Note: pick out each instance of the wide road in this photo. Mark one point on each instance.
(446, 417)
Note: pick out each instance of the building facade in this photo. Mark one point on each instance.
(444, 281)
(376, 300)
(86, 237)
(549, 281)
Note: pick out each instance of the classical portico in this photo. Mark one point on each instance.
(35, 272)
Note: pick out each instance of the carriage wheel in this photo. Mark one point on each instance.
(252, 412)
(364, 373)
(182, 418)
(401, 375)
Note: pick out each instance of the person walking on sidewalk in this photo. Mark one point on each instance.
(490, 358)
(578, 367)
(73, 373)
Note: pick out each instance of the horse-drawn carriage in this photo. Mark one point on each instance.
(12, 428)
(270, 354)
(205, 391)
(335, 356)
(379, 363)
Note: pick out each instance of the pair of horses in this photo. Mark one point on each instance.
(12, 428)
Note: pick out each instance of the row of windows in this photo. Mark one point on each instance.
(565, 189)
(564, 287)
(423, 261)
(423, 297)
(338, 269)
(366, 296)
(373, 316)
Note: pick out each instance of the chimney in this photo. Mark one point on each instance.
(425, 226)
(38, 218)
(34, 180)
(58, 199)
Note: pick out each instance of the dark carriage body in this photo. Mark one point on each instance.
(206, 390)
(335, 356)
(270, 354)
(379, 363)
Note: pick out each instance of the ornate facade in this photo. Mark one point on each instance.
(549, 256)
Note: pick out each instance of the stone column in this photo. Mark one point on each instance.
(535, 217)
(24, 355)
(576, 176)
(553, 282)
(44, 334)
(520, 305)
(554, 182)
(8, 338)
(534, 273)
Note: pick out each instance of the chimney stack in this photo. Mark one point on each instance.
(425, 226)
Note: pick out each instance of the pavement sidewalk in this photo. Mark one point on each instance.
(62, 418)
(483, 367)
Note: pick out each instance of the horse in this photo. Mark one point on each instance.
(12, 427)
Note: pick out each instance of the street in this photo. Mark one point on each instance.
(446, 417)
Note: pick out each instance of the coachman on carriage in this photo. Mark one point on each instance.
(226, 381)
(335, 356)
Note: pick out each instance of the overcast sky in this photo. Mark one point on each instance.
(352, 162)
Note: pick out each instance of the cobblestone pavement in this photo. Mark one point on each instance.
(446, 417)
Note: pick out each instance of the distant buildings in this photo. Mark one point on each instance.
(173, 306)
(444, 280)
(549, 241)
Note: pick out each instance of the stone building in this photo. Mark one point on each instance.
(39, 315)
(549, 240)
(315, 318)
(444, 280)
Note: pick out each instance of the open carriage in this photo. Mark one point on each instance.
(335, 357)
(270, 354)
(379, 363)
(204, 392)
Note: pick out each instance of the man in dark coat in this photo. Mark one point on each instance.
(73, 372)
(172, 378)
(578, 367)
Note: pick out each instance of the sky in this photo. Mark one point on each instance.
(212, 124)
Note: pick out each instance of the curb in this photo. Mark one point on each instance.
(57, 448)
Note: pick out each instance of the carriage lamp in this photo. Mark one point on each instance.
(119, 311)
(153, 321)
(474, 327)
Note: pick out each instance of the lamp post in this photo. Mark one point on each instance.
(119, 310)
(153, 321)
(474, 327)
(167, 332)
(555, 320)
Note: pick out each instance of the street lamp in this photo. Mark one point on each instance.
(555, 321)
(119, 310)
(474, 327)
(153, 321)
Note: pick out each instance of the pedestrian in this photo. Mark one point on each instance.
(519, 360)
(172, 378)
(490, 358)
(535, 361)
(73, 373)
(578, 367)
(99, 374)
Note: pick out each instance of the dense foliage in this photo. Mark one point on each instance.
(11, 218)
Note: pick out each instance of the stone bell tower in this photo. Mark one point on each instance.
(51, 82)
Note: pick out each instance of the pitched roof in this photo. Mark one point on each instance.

▶ _Work order_
All that should be returned is the run of lines from the one with "Note: pick out each instance of the pedestrian" to the last line of the material above, copied exactly.

▶ _Task solution_
Note: pick out each instance of the pedestrian in this photo. Mark one point on each instance.
(519, 360)
(172, 378)
(490, 358)
(535, 361)
(73, 373)
(578, 367)
(99, 374)
Note: pick out each instance of the dense foliage in this photo. Mark one point on each instance.
(11, 218)
Note: pick out each instance of the stone bell tower in this photo. Mark one point on each instance.
(51, 82)
Note: pick out each instance of the pitched roof in this photo. Mark one point on each instance.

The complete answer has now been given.